_本文抜粋_
吉田は、「馴れ合い解散」時から、内閣不信任案可決の場合以外にも、憲法7条3号を根拠に、天皇の国事行為に対する内閣の「助言と承認」権限に基づいて、内閣自らの判断による衆議院解散もありうるとの立場(「7条解散」と呼ばれる)をとっており、主権回復後、「抜き打ち解散」によってそれを初めて実地に活かした。

他方、「抜き打ち解散」で衆議院議員としての職を失った野党民主党の苫米地義三(当時の青森1区選出)は、7条解散は憲法に違反するとして、最高裁判所に直接、衆議院解散の無効確認請求訴訟を提起した(第1次苫米地訴訟)。最高裁は、これに対して、いわゆる警察予備隊訴訟事件判決(最大判1952〔昭和27〕・10・8民集6巻9号783頁百選186)を先例として参照しつつ、「わが現行法制の下にあっては、ただ純然たる司法裁判所だけが設置せられているのであって、いわゆる違憲審査権なるものも、下級審たると上級審たるとを問わず、司法裁判所が当事者間に存する具体的な法律上の争訟について審判をなすため必要な範囲において行使せられるに過ぎない。すなわち憲法81条は単に違憲審査を固有の権限とする始審にして終審である憲法裁判所たる性格をも併有すべきことを規定したものと解すべきではない」と述べて、訴えを却下した(最大判1953〔昭和28〕・4・15民集7巻4号305頁)。ただし、真野毅裁判官は、7条解散を違憲とする補足意見を執筆している。

_生データ_
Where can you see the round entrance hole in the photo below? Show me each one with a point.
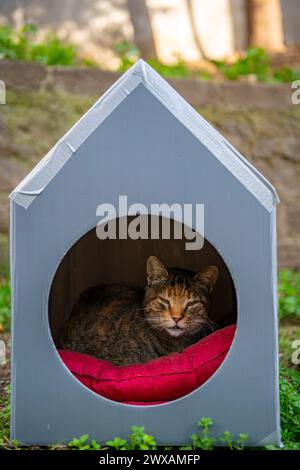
(93, 262)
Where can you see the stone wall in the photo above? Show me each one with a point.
(259, 120)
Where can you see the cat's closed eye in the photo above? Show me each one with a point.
(164, 301)
(191, 304)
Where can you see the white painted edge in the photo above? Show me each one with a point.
(141, 73)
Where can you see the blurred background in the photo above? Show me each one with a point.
(192, 30)
(236, 61)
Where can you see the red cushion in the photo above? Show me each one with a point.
(156, 381)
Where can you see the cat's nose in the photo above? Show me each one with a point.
(177, 316)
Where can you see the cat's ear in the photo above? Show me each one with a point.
(156, 270)
(208, 277)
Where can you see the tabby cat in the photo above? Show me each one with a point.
(126, 326)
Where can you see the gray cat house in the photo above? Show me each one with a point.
(142, 140)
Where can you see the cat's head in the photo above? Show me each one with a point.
(177, 301)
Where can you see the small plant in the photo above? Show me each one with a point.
(129, 54)
(289, 294)
(228, 440)
(5, 419)
(203, 440)
(137, 440)
(290, 408)
(82, 444)
(24, 45)
(256, 63)
(4, 304)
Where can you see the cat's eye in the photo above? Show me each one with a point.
(190, 304)
(164, 301)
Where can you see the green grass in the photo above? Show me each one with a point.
(289, 294)
(255, 63)
(23, 45)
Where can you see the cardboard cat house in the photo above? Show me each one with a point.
(142, 140)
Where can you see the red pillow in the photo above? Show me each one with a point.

_課題の目的_
7条解散と苫米地訴訟を扱った本文抜粋について、最後の文の直後から続きを書いてください。

_以下の結果_
苫米地議員は、別に議員資格の確認と議員歳費の支払いを求める訴え(第2次苫米地訴訟)も東京地裁に提起した。第1審判決(東京地判1953〔昭和28〕・10・19行集4巻10号2540頁)は、7条解散の合憲性については原告の主張を斥けたものの、天皇の国事行為にあたっては、助言と承認の2度の閣議決定がなければならず、8月26日の持ち回り閣議決定においては一部の閣僚の署名のみがなされ全員一致でなされたと認められないとして衆議院解散を無効とし、任期満了時までの歳費分の支払いを命じた。これに対し、控訴審判決(東京高判1954〔昭和29〕・9・22判時35号8頁百選171)は、7条解散を合憲とする第1審判決を維持したうえで、詔書作成に先立つ8月22日の閣議において衆議院解散についての実質的な助言の議決が行われており、内閣による天皇に対する助言と承認がなされたとして、第1審判決を取り消した。最高裁(最大判1960〔昭和35〕・6・8民集14巻7号1206頁百選189)は、「直接国家統治の基本に関する高度に政治性のある国家行為のごときはたとえそれが法律上の争訟となり、これに対する有効無効の判断が法律上可能である場合であっても、かかる国家行為は裁判所の審査権の外にあ」るとの統治行為論をとり、「現実に行われた衆議院の解散が、その依拠する憲法の条章について適用を誤ったがゆえに、法律上無効であるかどうか、これを行うにつき憲法上必要とせられる内閣の助言と承認に瑕疵があったがゆえに無効であるかどうかのごときことは裁判所の審査権に服しない」として、原告の訴えを退けた。

* * *

以上の一連の出来事は、当時の日本の国家運営、そして吉田茂をはじめとする多くの政治家の命運にとって極めて重要な局面であっただけでなく、以下のような多方面にわたる憲法問題が複雑に絡み合っていた。

①衆議院における内閣不信任案可決の場合(69条)に限って、内閣は衆議院を解散できるのか、それ以外の場合においても、憲法7条のみを根拠に行われうるのか(→第4講)

②天皇の国事行為は、形式的儀礼的な行為とみるべきなのか、実質的な判断権も含むのか(→第10講)

③天皇の国事行為に対する内閣の助言と承認には実質的な判断権が含まれるか(→同)

④内閣による国事行為の助言と承認にあたっては、事前の「助言」と事後の「承認」との2度の閣議が必要か(→同)

⑤議院内閣制においては内閣の自由な議会解散権が必須のものか(→第4講)

⑥内閣の閣議決定は全員一致でなければならないか(→第5講)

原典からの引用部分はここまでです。